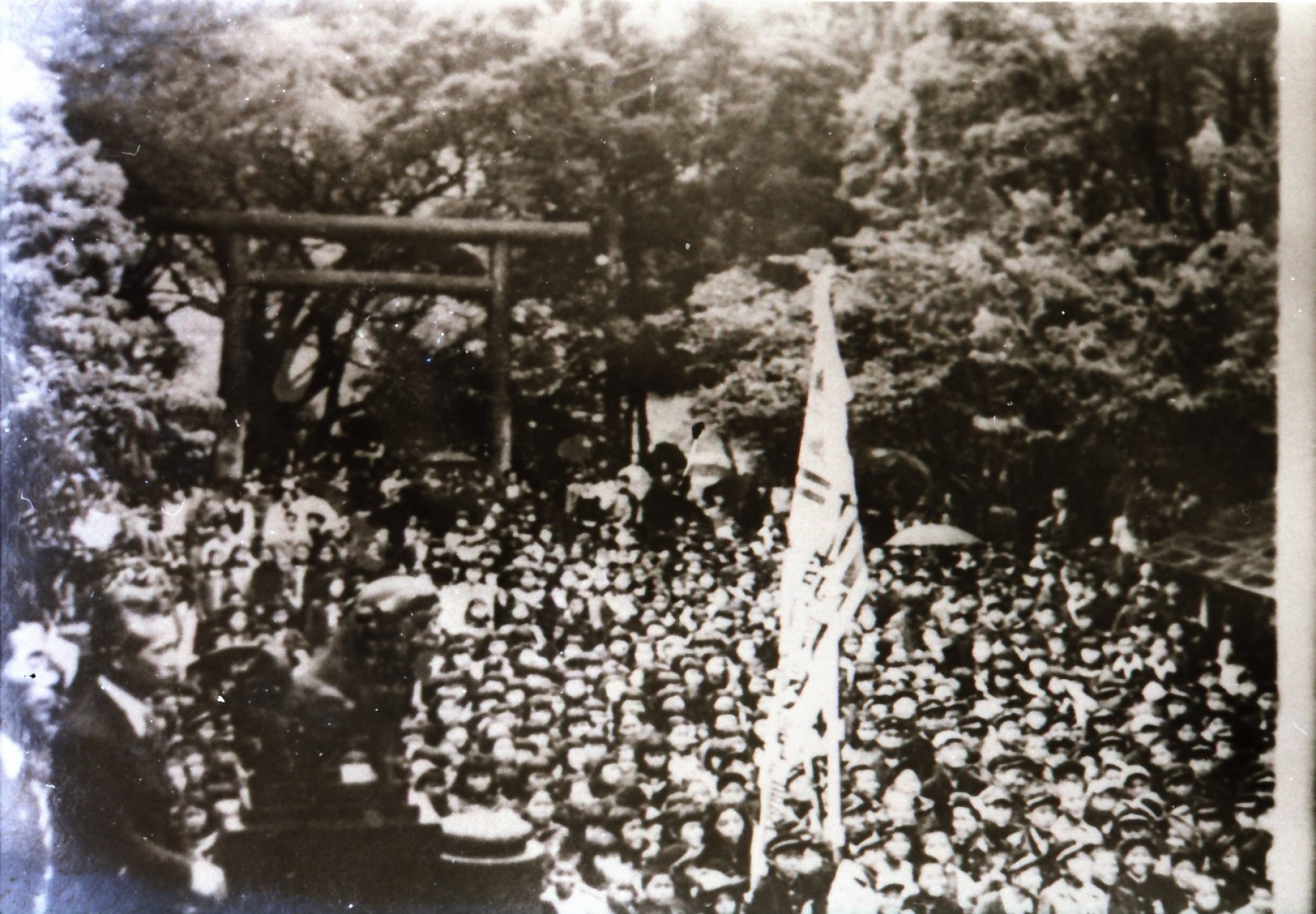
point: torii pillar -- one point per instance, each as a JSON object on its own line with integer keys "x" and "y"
{"x": 232, "y": 228}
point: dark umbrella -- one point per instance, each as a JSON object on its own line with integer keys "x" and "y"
{"x": 932, "y": 534}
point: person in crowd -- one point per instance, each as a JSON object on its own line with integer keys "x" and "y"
{"x": 606, "y": 675}
{"x": 117, "y": 848}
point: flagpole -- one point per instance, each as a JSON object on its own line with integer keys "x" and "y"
{"x": 824, "y": 580}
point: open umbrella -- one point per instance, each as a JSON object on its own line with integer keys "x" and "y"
{"x": 391, "y": 593}
{"x": 576, "y": 449}
{"x": 932, "y": 534}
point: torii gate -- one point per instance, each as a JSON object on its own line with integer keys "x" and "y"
{"x": 230, "y": 228}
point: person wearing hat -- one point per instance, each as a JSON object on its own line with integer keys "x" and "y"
{"x": 111, "y": 805}
{"x": 1041, "y": 812}
{"x": 798, "y": 876}
{"x": 935, "y": 895}
{"x": 1019, "y": 892}
{"x": 1138, "y": 888}
{"x": 952, "y": 775}
{"x": 1074, "y": 892}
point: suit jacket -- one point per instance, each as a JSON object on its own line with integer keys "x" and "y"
{"x": 116, "y": 843}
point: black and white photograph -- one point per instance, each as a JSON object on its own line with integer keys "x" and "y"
{"x": 652, "y": 457}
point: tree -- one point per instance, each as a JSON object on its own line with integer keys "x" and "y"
{"x": 1061, "y": 280}
{"x": 86, "y": 387}
{"x": 561, "y": 111}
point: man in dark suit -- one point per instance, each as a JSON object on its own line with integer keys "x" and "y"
{"x": 116, "y": 845}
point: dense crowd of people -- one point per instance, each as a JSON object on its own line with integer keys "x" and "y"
{"x": 1040, "y": 733}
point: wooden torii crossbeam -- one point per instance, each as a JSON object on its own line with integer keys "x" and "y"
{"x": 230, "y": 228}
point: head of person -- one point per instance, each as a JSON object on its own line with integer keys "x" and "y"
{"x": 965, "y": 821}
{"x": 137, "y": 637}
{"x": 729, "y": 825}
{"x": 1137, "y": 858}
{"x": 1041, "y": 812}
{"x": 1106, "y": 865}
{"x": 659, "y": 889}
{"x": 565, "y": 876}
{"x": 1077, "y": 863}
{"x": 898, "y": 845}
{"x": 33, "y": 680}
{"x": 1027, "y": 875}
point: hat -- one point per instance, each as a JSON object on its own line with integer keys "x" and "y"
{"x": 1069, "y": 768}
{"x": 1071, "y": 850}
{"x": 1136, "y": 771}
{"x": 947, "y": 737}
{"x": 1040, "y": 800}
{"x": 1025, "y": 862}
{"x": 995, "y": 796}
{"x": 790, "y": 842}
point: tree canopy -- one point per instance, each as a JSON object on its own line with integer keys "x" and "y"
{"x": 1054, "y": 223}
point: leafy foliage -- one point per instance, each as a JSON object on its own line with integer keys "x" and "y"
{"x": 1061, "y": 282}
{"x": 1056, "y": 223}
{"x": 86, "y": 384}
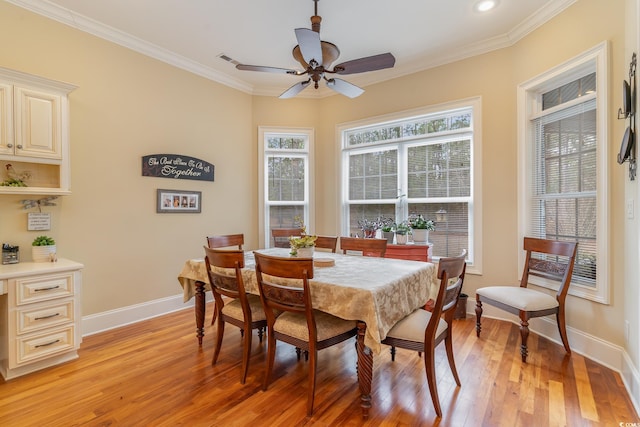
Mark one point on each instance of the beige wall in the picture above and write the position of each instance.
(128, 105)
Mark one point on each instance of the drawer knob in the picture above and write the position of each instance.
(47, 317)
(46, 289)
(47, 344)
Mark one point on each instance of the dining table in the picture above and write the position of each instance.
(374, 292)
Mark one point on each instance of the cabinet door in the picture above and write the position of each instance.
(37, 130)
(6, 119)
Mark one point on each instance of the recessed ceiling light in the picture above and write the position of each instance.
(485, 5)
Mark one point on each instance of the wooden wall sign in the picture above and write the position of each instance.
(177, 167)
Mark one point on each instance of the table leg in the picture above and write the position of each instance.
(365, 370)
(200, 310)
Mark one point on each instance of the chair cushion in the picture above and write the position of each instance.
(412, 327)
(328, 326)
(234, 309)
(520, 298)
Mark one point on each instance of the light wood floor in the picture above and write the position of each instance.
(154, 374)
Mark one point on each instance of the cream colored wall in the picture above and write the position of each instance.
(128, 105)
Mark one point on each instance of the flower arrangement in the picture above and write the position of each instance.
(43, 241)
(403, 228)
(303, 241)
(368, 227)
(418, 222)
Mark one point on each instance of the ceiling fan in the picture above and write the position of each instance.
(316, 57)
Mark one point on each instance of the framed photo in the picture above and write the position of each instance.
(178, 201)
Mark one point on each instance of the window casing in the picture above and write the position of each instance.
(286, 175)
(425, 162)
(563, 166)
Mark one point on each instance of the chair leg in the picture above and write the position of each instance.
(215, 314)
(430, 367)
(246, 355)
(562, 328)
(271, 355)
(524, 333)
(219, 337)
(312, 380)
(448, 344)
(478, 315)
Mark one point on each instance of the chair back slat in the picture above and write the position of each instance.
(560, 270)
(226, 240)
(327, 242)
(281, 236)
(231, 284)
(368, 247)
(291, 296)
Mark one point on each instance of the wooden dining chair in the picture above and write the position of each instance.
(225, 241)
(244, 310)
(549, 259)
(327, 242)
(368, 247)
(298, 324)
(281, 236)
(422, 330)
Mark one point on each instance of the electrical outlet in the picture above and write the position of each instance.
(626, 330)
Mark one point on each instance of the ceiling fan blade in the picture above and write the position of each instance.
(309, 42)
(245, 67)
(369, 63)
(294, 90)
(344, 87)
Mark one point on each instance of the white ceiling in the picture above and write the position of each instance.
(191, 34)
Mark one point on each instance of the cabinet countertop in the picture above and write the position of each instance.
(22, 269)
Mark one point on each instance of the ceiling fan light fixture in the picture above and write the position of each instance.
(485, 5)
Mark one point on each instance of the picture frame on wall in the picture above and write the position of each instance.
(178, 201)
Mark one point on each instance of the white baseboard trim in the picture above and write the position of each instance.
(610, 355)
(100, 322)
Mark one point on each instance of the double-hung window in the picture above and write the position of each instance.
(286, 180)
(563, 154)
(416, 163)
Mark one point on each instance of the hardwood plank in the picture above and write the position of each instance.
(153, 373)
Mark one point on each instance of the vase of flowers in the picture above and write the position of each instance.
(43, 248)
(420, 227)
(387, 226)
(369, 228)
(402, 233)
(302, 246)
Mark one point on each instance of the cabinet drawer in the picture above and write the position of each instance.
(31, 319)
(38, 346)
(43, 288)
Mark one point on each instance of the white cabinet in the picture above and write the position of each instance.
(34, 133)
(41, 313)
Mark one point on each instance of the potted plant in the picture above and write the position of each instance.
(302, 246)
(402, 230)
(387, 226)
(368, 227)
(43, 248)
(420, 227)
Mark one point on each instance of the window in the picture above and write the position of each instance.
(563, 181)
(419, 162)
(286, 179)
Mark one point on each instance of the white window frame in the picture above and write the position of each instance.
(264, 231)
(474, 265)
(529, 104)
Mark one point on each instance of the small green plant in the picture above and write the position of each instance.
(419, 222)
(403, 228)
(43, 241)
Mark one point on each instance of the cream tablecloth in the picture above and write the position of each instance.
(378, 291)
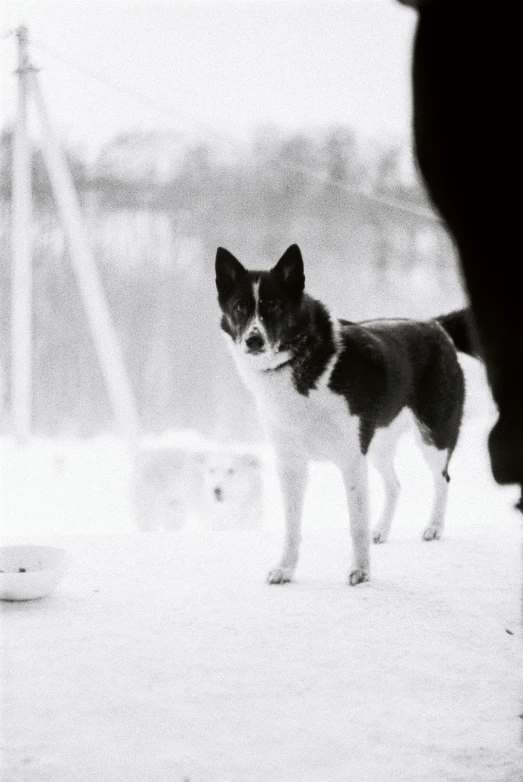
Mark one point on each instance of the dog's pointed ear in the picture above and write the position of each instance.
(289, 270)
(229, 271)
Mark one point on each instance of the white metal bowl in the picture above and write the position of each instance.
(30, 572)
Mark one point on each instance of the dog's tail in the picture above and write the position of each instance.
(458, 326)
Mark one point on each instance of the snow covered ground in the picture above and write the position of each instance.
(166, 657)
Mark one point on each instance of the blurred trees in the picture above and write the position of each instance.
(157, 208)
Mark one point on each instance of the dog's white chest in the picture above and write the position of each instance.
(318, 424)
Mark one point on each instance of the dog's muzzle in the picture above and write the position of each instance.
(255, 342)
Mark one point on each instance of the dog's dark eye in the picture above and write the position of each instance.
(271, 305)
(240, 308)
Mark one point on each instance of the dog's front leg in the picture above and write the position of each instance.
(292, 473)
(355, 478)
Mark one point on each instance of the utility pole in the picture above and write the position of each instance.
(22, 277)
(96, 309)
(94, 301)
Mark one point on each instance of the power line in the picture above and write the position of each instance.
(140, 97)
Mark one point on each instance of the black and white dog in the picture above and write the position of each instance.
(329, 389)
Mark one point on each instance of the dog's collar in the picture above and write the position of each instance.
(280, 366)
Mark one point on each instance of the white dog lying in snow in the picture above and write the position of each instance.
(211, 487)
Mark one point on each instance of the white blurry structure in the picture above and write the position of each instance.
(91, 290)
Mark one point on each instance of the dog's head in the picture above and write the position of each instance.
(261, 310)
(230, 478)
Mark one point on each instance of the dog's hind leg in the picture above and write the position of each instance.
(437, 460)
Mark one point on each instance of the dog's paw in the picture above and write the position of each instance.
(433, 532)
(358, 576)
(280, 575)
(379, 535)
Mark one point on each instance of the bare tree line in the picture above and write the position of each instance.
(157, 209)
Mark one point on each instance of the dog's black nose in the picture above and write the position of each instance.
(254, 342)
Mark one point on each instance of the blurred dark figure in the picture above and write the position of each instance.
(463, 124)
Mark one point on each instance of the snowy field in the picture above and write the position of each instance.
(165, 657)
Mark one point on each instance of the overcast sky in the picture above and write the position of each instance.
(211, 63)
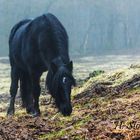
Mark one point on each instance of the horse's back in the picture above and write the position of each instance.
(16, 27)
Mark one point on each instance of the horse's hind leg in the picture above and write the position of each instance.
(36, 93)
(26, 95)
(13, 89)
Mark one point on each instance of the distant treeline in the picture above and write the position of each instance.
(94, 26)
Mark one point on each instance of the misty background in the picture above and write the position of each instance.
(95, 27)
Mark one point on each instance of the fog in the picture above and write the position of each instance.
(95, 27)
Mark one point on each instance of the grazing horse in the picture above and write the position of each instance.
(36, 46)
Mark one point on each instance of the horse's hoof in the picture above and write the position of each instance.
(10, 112)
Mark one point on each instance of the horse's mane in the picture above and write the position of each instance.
(59, 36)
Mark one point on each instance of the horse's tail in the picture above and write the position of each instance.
(14, 29)
(24, 89)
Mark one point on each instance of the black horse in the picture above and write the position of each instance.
(36, 46)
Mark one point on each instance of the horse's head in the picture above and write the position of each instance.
(62, 83)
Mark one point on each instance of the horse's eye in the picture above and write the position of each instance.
(64, 80)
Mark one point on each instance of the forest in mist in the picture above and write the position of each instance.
(95, 27)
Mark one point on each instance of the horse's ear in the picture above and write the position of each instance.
(70, 66)
(53, 67)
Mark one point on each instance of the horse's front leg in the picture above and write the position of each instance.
(13, 89)
(36, 93)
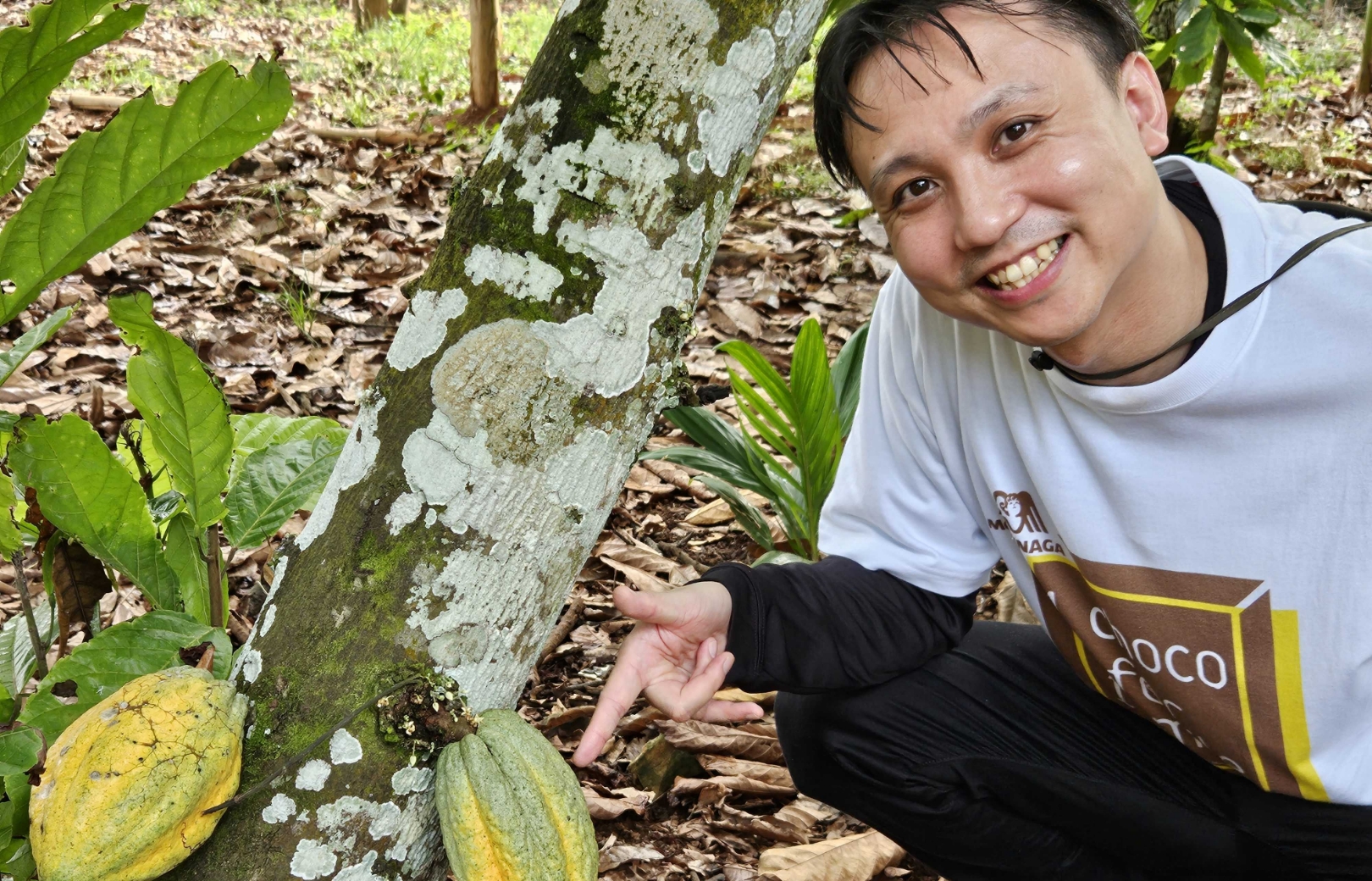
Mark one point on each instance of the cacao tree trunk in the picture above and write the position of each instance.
(1213, 93)
(484, 55)
(1365, 69)
(487, 455)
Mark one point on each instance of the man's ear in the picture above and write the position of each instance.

## Work instructions:
Print the rows above word for word, starting at the line that contains "Mark one point on each instance of the black horse" and running through the end of the rows. Leave the pictures out.

## Complete output:
Mark one point on each instance of the black horse in the picture above and write the position of each instance.
(36, 46)
Mark one point on each instance of the horse's head in the picture above and write the position of each instance.
(62, 83)
Mark one point on each instance of the horse's eye in the picture above and write the position of each instance.
(64, 80)
Mark one point on each instance of the forest in mist in the picture above and write the position of each instance.
(95, 27)
Mark one point on each instance of the horse's ear in the picture above and write the position of each instance.
(70, 66)
(53, 67)
Mark one point on each instance of the horse's front leg in the picture above and write the position of each instance.
(13, 89)
(36, 93)
Mark one point on each instance of the cacao tree trunk in the picture above and write the position of each instance.
(1213, 93)
(484, 55)
(1365, 69)
(487, 455)
Mark one point on each instance of the man's ear in the picture above and write the position of each instance.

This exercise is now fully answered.